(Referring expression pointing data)
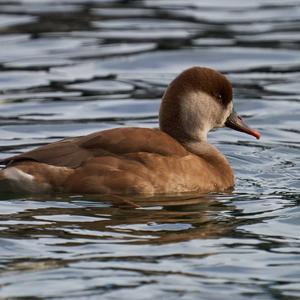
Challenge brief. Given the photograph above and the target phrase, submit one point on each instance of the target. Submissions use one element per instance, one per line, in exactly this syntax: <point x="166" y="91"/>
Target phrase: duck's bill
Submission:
<point x="234" y="121"/>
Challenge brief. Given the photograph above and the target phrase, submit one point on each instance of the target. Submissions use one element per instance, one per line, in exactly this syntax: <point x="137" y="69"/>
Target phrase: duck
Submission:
<point x="175" y="158"/>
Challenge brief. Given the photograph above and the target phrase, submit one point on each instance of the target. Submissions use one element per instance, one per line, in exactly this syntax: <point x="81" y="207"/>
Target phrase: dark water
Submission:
<point x="71" y="67"/>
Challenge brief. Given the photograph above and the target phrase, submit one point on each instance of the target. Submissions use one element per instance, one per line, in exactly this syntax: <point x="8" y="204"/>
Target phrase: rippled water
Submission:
<point x="71" y="67"/>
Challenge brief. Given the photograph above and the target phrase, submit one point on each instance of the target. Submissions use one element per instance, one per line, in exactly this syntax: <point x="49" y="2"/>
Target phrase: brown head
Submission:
<point x="196" y="101"/>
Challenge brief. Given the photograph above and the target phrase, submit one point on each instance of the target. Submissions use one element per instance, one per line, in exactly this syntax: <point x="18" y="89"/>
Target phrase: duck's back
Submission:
<point x="74" y="152"/>
<point x="116" y="161"/>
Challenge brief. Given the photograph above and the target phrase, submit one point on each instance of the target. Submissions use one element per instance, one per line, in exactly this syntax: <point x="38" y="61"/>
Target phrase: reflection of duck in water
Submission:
<point x="175" y="159"/>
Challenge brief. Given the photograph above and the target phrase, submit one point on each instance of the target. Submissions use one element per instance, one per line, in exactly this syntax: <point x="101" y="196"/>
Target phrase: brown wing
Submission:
<point x="73" y="152"/>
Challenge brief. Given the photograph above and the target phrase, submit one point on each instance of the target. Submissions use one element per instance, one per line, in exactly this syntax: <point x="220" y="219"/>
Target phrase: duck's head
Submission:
<point x="196" y="101"/>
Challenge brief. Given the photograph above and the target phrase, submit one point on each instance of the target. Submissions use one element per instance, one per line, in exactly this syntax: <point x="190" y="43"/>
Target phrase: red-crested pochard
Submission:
<point x="176" y="158"/>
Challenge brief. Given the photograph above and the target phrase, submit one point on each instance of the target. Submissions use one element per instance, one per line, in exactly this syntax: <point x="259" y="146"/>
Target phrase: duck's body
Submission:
<point x="173" y="159"/>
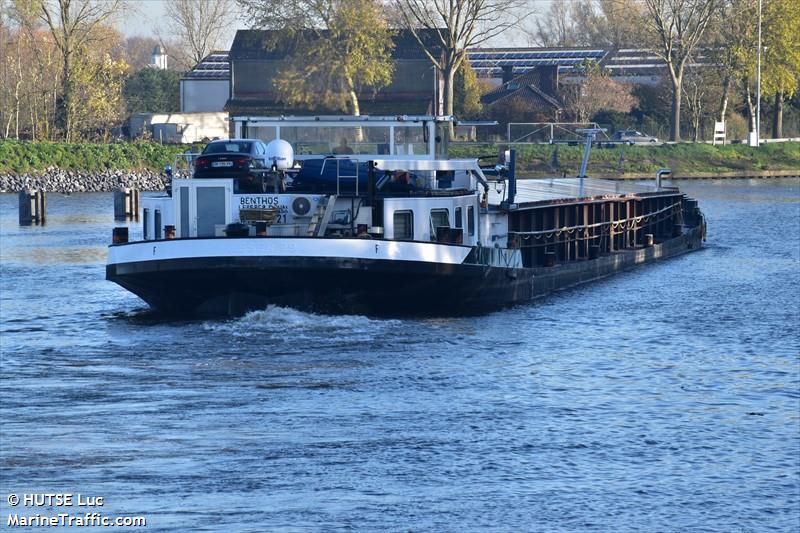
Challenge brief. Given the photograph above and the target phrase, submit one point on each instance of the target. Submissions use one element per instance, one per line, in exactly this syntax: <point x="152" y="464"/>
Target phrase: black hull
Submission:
<point x="234" y="285"/>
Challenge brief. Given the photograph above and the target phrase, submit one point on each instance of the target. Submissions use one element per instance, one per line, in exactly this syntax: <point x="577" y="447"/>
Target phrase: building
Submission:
<point x="535" y="90"/>
<point x="179" y="127"/>
<point x="256" y="58"/>
<point x="242" y="76"/>
<point x="206" y="88"/>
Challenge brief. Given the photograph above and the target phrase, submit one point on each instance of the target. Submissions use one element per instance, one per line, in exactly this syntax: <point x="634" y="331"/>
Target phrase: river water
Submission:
<point x="664" y="399"/>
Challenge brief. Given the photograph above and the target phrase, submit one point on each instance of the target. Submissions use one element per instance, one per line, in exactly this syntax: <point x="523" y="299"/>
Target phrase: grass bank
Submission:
<point x="30" y="157"/>
<point x="532" y="160"/>
<point x="636" y="161"/>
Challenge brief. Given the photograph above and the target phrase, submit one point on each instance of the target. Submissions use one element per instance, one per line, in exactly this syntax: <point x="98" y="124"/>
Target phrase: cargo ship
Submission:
<point x="394" y="228"/>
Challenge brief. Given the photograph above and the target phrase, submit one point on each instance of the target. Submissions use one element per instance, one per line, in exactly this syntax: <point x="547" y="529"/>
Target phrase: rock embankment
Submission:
<point x="68" y="181"/>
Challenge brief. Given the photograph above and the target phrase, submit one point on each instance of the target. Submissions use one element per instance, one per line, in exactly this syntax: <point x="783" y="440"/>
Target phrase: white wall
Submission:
<point x="204" y="95"/>
<point x="184" y="127"/>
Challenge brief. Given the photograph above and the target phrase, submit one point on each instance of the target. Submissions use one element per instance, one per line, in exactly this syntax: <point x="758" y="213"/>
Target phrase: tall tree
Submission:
<point x="606" y="23"/>
<point x="74" y="25"/>
<point x="340" y="47"/>
<point x="781" y="56"/>
<point x="152" y="90"/>
<point x="556" y="27"/>
<point x="596" y="92"/>
<point x="456" y="25"/>
<point x="467" y="92"/>
<point x="200" y="24"/>
<point x="677" y="27"/>
<point x="735" y="46"/>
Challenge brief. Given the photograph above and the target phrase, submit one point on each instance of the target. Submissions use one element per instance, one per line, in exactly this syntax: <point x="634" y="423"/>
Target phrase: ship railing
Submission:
<point x="582" y="231"/>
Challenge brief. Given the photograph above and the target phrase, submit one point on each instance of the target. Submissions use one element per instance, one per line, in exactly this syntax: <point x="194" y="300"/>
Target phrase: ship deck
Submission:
<point x="538" y="191"/>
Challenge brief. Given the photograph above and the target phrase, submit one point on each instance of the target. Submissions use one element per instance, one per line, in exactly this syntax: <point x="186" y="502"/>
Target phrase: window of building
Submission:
<point x="403" y="225"/>
<point x="471" y="220"/>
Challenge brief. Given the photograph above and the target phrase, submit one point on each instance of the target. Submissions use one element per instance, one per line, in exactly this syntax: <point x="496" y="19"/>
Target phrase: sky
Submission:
<point x="147" y="18"/>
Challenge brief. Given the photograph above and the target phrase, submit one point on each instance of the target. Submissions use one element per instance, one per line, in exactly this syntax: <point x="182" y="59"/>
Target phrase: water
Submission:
<point x="663" y="399"/>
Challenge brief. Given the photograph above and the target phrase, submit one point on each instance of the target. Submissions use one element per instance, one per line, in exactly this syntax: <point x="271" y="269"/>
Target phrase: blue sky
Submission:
<point x="147" y="18"/>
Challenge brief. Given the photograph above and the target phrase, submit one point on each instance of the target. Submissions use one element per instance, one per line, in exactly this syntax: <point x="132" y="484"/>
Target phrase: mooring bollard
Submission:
<point x="126" y="204"/>
<point x="119" y="235"/>
<point x="32" y="207"/>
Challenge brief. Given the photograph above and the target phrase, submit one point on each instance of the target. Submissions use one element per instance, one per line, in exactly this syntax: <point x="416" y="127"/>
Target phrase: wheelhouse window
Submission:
<point x="403" y="225"/>
<point x="471" y="220"/>
<point x="440" y="217"/>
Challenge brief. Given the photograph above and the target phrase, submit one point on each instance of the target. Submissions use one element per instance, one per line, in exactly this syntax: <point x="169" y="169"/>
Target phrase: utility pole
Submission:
<point x="758" y="89"/>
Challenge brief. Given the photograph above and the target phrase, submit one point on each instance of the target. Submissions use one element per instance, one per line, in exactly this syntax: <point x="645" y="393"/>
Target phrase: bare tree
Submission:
<point x="606" y="23"/>
<point x="74" y="25"/>
<point x="556" y="27"/>
<point x="677" y="27"/>
<point x="200" y="24"/>
<point x="596" y="92"/>
<point x="337" y="48"/>
<point x="456" y="25"/>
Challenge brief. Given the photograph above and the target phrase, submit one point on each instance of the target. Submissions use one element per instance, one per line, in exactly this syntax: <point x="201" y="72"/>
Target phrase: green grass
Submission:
<point x="532" y="160"/>
<point x="28" y="156"/>
<point x="683" y="159"/>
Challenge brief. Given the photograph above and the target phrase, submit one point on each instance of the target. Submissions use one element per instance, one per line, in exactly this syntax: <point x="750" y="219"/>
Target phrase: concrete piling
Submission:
<point x="119" y="235"/>
<point x="32" y="207"/>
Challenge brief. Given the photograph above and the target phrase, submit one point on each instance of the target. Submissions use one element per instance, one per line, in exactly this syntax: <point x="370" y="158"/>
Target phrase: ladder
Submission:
<point x="321" y="217"/>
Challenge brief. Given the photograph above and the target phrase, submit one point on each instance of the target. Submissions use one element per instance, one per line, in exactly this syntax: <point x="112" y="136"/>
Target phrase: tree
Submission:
<point x="677" y="27"/>
<point x="151" y="90"/>
<point x="606" y="23"/>
<point x="98" y="95"/>
<point x="340" y="47"/>
<point x="200" y="24"/>
<point x="736" y="53"/>
<point x="74" y="26"/>
<point x="467" y="92"/>
<point x="781" y="56"/>
<point x="596" y="92"/>
<point x="556" y="27"/>
<point x="456" y="25"/>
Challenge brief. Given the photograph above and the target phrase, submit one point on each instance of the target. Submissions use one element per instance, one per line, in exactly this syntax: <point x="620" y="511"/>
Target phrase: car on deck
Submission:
<point x="231" y="158"/>
<point x="633" y="137"/>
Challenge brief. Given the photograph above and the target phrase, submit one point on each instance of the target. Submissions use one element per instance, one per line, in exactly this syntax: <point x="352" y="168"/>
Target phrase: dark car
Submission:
<point x="231" y="158"/>
<point x="633" y="137"/>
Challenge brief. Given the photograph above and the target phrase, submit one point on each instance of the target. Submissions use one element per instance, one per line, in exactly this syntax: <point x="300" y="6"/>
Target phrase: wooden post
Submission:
<point x="120" y="235"/>
<point x="32" y="207"/>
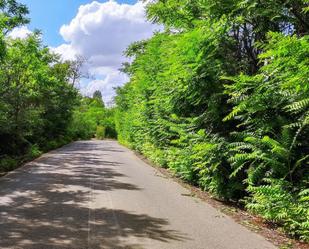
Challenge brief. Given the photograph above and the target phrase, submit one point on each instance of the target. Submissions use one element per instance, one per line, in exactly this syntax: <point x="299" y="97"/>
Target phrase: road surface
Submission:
<point x="98" y="194"/>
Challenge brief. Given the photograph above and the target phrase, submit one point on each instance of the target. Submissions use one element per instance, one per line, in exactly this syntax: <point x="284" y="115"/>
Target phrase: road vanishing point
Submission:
<point x="98" y="194"/>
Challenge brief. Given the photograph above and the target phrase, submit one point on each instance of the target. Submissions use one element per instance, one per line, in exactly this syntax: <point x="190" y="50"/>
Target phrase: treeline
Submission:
<point x="221" y="97"/>
<point x="40" y="108"/>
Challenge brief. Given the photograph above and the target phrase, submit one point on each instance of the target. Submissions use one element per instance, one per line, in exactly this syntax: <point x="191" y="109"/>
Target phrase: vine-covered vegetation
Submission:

### WORK INSTRUCTIONS
The word to find is "road". Copy every line of the records that holds it.

### REPLY TO THE TASK
Target phrase: road surface
Target phrase: road vanishing point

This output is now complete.